## Your instructions
For this exercise, copy the records below exactly and exclude every image.

## Records from a dataset
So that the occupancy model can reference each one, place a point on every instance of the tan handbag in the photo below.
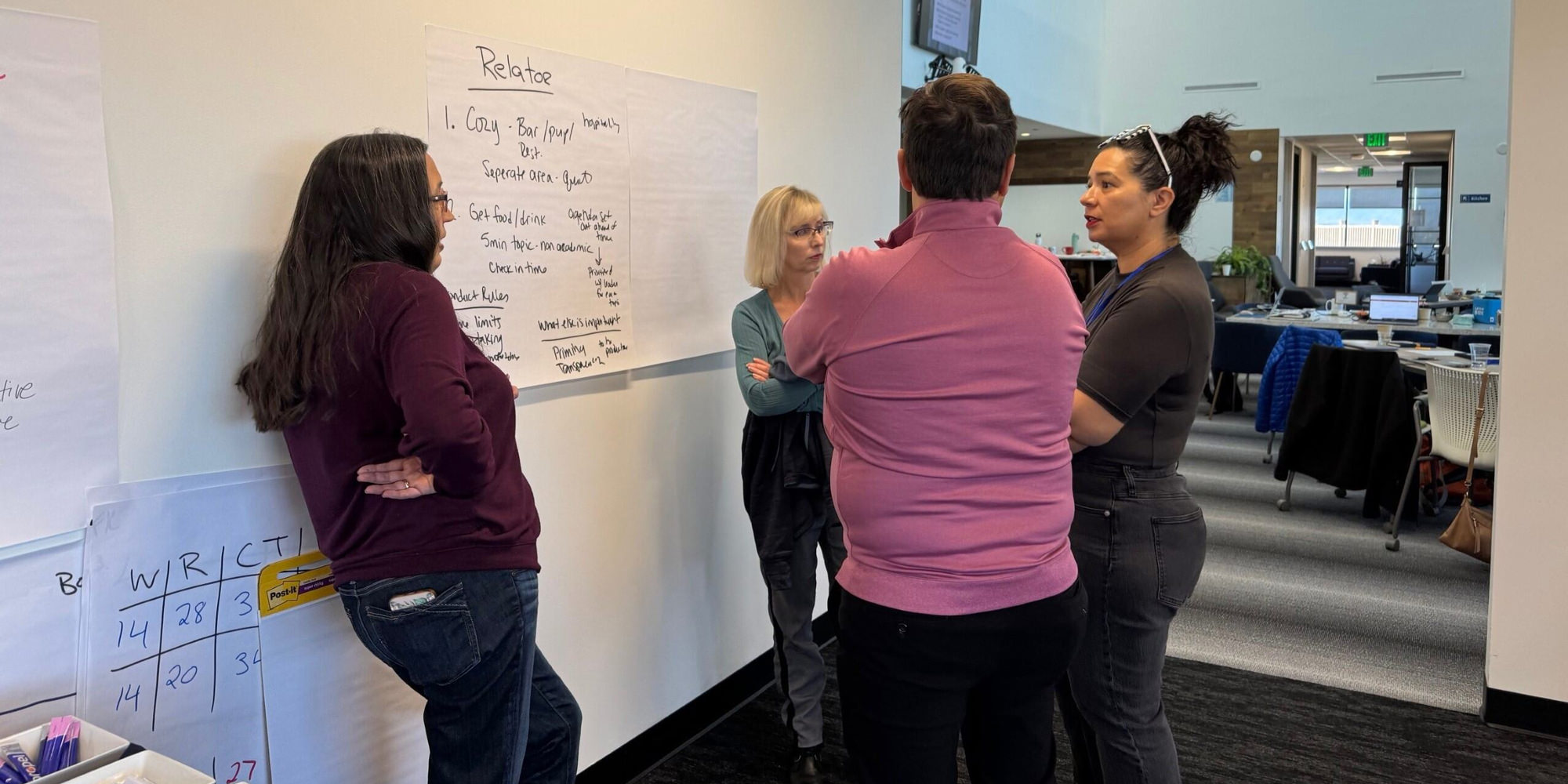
(1472, 529)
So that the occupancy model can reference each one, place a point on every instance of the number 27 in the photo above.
(239, 766)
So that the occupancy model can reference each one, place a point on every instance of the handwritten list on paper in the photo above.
(534, 150)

## Solution to the problem
So that the occupancy model can reference each one, place a point on every instance of the tan handbag in the photo below.
(1472, 529)
So that the occupancy model can reference each one, place a point on every instance of the number 27 in the photo above.
(239, 766)
So that the occupancy model can reference each one, place a point on every instance of the handwritten list on paper in the photo above.
(534, 150)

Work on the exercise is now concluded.